#### [Short exercise]
Write out only the tail of the records, beginning at the line containing "of the metal" and including the last line, exactly as written.

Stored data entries

"""

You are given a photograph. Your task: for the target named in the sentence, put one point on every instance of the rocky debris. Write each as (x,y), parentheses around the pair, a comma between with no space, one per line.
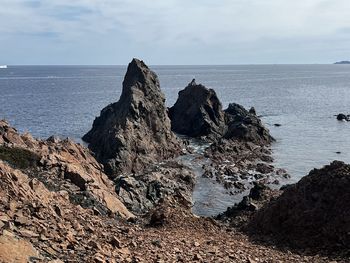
(246,126)
(343,117)
(61,165)
(197,112)
(240,214)
(16,250)
(135,131)
(314,213)
(166,181)
(43,220)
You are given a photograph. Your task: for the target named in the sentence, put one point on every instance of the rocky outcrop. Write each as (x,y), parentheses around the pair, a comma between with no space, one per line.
(343,117)
(135,131)
(245,125)
(197,112)
(313,213)
(61,165)
(168,181)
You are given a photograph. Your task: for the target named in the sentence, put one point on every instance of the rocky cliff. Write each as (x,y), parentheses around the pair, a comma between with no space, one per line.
(57,165)
(135,131)
(197,112)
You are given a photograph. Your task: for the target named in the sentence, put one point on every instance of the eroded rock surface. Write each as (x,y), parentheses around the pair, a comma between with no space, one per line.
(197,112)
(60,165)
(315,212)
(167,181)
(135,131)
(245,125)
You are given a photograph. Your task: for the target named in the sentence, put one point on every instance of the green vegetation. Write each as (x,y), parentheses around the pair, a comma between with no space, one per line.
(19,158)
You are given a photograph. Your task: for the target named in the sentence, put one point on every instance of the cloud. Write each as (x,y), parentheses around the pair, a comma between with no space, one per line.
(176,24)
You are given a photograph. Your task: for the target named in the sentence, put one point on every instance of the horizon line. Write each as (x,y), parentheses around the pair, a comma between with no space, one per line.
(156,65)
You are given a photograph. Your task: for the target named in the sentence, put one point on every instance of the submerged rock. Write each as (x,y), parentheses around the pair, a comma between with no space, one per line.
(343,117)
(136,130)
(314,213)
(197,112)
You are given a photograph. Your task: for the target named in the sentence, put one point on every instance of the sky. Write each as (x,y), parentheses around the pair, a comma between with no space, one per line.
(169,32)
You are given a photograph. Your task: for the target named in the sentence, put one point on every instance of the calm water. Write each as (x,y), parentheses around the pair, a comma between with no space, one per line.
(64,100)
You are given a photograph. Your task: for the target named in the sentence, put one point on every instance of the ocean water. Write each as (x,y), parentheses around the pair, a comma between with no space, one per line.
(64,100)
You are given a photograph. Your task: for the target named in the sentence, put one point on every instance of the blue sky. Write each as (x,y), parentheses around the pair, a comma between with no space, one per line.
(174,31)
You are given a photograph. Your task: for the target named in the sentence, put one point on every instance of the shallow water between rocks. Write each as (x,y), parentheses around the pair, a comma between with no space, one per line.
(64,100)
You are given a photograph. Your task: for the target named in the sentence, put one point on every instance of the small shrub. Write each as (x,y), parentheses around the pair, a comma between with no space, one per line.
(19,158)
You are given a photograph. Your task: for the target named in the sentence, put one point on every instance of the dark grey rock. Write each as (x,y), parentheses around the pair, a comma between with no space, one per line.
(197,112)
(135,131)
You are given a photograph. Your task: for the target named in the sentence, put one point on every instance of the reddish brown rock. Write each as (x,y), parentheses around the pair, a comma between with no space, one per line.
(315,212)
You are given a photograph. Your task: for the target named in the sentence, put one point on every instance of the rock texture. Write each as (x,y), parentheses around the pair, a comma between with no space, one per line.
(313,213)
(197,112)
(60,165)
(136,130)
(343,117)
(245,125)
(168,181)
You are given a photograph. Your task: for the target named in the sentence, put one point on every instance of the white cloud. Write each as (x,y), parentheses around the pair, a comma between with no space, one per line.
(177,23)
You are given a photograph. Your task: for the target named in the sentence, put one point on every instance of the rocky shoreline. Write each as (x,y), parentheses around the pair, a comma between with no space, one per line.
(128,198)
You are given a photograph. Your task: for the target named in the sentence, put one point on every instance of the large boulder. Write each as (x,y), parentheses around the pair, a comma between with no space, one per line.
(197,112)
(136,130)
(245,125)
(168,181)
(314,213)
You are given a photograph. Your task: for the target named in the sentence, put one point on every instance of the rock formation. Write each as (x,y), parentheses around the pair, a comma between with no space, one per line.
(136,130)
(343,117)
(197,112)
(168,181)
(313,213)
(245,126)
(60,165)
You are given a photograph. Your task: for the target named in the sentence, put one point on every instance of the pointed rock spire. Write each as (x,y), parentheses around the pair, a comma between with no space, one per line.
(136,130)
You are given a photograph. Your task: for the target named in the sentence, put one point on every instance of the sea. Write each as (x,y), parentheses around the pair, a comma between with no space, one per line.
(302,99)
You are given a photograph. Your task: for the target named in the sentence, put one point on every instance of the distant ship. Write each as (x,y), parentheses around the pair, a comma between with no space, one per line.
(343,62)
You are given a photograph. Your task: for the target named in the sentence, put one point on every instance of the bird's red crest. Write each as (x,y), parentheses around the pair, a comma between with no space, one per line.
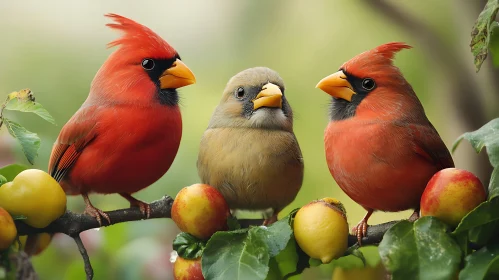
(376,62)
(138,37)
(390,49)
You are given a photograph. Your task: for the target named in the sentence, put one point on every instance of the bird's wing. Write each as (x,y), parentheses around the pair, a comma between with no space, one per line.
(74,136)
(429,145)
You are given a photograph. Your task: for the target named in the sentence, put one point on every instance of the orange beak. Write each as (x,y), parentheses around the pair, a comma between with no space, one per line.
(337,86)
(269,96)
(177,76)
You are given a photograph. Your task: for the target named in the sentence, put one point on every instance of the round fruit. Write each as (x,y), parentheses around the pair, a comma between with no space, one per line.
(36,195)
(200,210)
(185,269)
(321,229)
(8,231)
(451,194)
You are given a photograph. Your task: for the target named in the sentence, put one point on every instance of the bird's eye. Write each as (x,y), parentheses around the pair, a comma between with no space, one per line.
(368,84)
(239,93)
(148,64)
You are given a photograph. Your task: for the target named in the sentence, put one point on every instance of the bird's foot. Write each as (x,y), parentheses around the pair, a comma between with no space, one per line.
(414,216)
(96,213)
(360,230)
(144,207)
(270,220)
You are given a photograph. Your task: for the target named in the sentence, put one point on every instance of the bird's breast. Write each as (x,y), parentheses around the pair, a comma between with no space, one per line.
(374,164)
(133,148)
(253,168)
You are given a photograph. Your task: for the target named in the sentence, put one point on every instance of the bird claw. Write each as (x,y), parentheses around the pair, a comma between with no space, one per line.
(96,213)
(360,230)
(144,207)
(414,216)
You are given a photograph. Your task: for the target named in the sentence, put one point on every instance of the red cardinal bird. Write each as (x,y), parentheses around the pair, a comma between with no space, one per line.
(126,134)
(380,147)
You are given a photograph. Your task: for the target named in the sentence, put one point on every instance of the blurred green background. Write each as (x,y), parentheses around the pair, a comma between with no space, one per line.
(55,48)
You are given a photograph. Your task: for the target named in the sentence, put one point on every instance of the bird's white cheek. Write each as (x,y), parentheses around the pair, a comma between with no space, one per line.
(265,117)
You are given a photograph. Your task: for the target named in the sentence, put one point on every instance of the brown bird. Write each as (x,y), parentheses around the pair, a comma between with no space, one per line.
(380,147)
(249,151)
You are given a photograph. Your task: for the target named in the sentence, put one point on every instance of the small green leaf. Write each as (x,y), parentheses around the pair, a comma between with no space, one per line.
(481,263)
(481,235)
(494,184)
(11,171)
(463,242)
(29,107)
(486,136)
(420,250)
(480,35)
(30,142)
(288,258)
(236,255)
(276,236)
(188,246)
(484,213)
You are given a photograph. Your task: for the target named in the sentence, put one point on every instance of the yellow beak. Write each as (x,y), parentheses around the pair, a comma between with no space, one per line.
(337,86)
(269,96)
(177,76)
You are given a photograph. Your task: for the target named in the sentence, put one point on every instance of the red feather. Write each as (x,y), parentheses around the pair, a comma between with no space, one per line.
(385,154)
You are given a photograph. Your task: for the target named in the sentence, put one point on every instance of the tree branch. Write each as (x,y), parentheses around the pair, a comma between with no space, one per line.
(89,271)
(73,224)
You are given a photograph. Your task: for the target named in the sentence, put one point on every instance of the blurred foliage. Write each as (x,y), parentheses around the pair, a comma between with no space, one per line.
(56,54)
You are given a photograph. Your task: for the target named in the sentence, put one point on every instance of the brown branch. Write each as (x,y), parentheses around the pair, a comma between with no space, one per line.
(73,224)
(89,271)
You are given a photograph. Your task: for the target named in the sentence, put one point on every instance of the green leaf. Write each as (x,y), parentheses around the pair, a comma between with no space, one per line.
(494,43)
(288,258)
(236,255)
(494,184)
(478,264)
(484,213)
(276,236)
(29,107)
(30,142)
(480,35)
(420,250)
(274,271)
(486,136)
(481,235)
(188,246)
(11,171)
(463,242)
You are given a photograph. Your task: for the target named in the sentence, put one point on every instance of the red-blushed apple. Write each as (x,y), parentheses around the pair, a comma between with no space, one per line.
(185,269)
(451,194)
(200,210)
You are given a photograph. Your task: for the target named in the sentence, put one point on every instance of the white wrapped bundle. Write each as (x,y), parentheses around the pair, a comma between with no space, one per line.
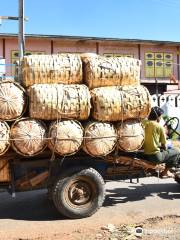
(12,101)
(130,135)
(56,101)
(99,139)
(67,137)
(100,71)
(120,103)
(4,137)
(29,136)
(57,68)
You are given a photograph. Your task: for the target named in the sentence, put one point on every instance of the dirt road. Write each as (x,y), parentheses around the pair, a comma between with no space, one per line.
(32,216)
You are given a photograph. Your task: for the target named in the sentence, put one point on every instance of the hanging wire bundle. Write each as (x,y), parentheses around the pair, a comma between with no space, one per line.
(65,137)
(56,101)
(120,103)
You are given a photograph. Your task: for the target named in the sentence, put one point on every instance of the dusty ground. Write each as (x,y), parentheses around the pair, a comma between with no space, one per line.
(152,204)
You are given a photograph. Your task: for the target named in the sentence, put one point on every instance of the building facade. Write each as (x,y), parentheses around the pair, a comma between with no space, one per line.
(160,70)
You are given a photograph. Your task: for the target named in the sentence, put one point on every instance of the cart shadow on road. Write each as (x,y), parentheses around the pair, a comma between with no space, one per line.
(34,205)
(135,192)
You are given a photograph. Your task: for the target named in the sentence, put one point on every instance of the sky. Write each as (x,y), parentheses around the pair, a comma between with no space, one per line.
(125,19)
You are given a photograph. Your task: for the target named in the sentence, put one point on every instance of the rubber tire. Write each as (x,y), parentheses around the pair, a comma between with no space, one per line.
(59,196)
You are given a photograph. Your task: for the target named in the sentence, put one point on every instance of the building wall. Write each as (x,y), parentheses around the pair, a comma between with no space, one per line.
(48,46)
(1,48)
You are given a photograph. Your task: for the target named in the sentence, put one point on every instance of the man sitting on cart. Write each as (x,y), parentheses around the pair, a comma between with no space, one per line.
(155,149)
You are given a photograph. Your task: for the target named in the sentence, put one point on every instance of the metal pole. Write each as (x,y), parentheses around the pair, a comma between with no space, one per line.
(21,38)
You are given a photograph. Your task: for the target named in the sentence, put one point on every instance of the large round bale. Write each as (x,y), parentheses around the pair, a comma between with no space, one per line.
(12,101)
(28,136)
(65,137)
(57,68)
(130,135)
(100,71)
(99,139)
(4,137)
(120,103)
(56,101)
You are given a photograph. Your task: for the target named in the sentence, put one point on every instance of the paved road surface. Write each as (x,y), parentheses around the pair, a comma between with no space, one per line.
(32,216)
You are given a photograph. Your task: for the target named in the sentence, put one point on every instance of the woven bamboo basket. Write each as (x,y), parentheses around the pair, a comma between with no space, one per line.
(67,137)
(12,101)
(57,68)
(4,137)
(100,71)
(28,136)
(120,103)
(99,139)
(56,101)
(130,135)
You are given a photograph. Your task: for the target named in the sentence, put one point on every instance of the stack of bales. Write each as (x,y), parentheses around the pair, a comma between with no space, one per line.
(74,102)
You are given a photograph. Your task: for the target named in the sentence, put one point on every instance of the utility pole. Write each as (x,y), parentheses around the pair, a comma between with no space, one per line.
(21,37)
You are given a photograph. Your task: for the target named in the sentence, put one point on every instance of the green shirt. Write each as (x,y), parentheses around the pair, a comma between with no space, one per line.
(154,137)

"""

#### [Solved exercise]
You are given a photograph. Your task: for the target named in the sentence, put one point on every instance of the metal pole. Write each as (x,y), parentheses around the pair, a comma between with no space, one per line.
(21,38)
You are given a photograph. Your task: for the target named in the sentence, put one point on every instance of the large round bale. Write each as (x,y), parentheses around the pair, a comma between with no space, one per line.
(12,101)
(28,136)
(65,137)
(57,68)
(130,135)
(100,71)
(99,139)
(4,137)
(120,103)
(56,101)
You are given a photograph. Your task: for the target named in the sentence, put one point on every instance of the paved road surface. Write each as (x,y), parentheses around the pair, a comma between with no space, one per line.
(32,216)
You are given a photograph. Your task: for the target named in the sentence, put one point on every instance of the woven bamboo basket. Write each as (x,y), parentheses around the pair, a comma between with no space, one per line.
(67,137)
(12,101)
(57,68)
(4,137)
(100,71)
(28,136)
(120,103)
(99,139)
(56,101)
(130,135)
You are given a photograph. Your task: for the target named in the sentence, put one point on every instance of the stack of bales. Write each as (x,y), parentheses around the pair, a comma between with no space, one per line.
(74,102)
You are given a photograph. Your task: for the target named in the sentence, put one point on every instance of the utility pole. Write each as (x,y), parentheses around the pair, a comma between with no space, one per line.
(21,37)
You are given a photograph. Your task: for the target named in the sentence, put one point on every instance of the green shirt. Write each as (x,y), parentheses around the pair, a comma between with no space, one per line.
(154,137)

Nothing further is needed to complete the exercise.